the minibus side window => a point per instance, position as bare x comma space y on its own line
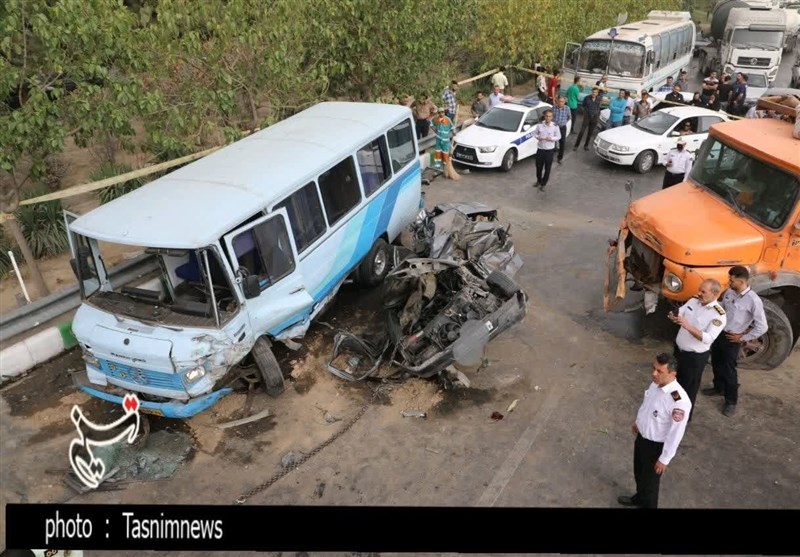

————————

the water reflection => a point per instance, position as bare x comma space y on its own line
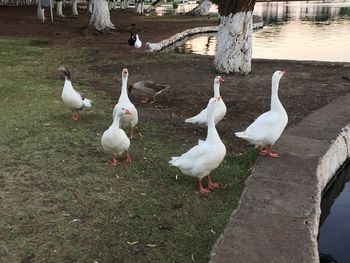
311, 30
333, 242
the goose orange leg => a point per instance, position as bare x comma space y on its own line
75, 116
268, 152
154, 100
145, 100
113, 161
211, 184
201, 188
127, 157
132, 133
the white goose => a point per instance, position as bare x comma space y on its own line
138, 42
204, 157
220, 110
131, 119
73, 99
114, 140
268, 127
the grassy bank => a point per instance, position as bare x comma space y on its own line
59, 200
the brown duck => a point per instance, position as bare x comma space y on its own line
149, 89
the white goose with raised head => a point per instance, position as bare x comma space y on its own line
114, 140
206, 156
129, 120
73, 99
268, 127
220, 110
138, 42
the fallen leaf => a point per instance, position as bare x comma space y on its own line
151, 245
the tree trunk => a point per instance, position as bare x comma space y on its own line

————————

### Exercise details
The response should hold exactly the lines starting at the line with "the white goose with" and ending at the line with "the tree trunk", and no other line of the material above.

### Task result
the white goose with raised head => a point per instance, position as bare x comma space y on its own line
114, 140
206, 156
129, 120
73, 99
268, 127
220, 110
138, 42
the fallen leaf => a point per instance, position as bare x comma space y on its own line
151, 245
the tree trunk => a point per instance, position as bare x comma space y on its own line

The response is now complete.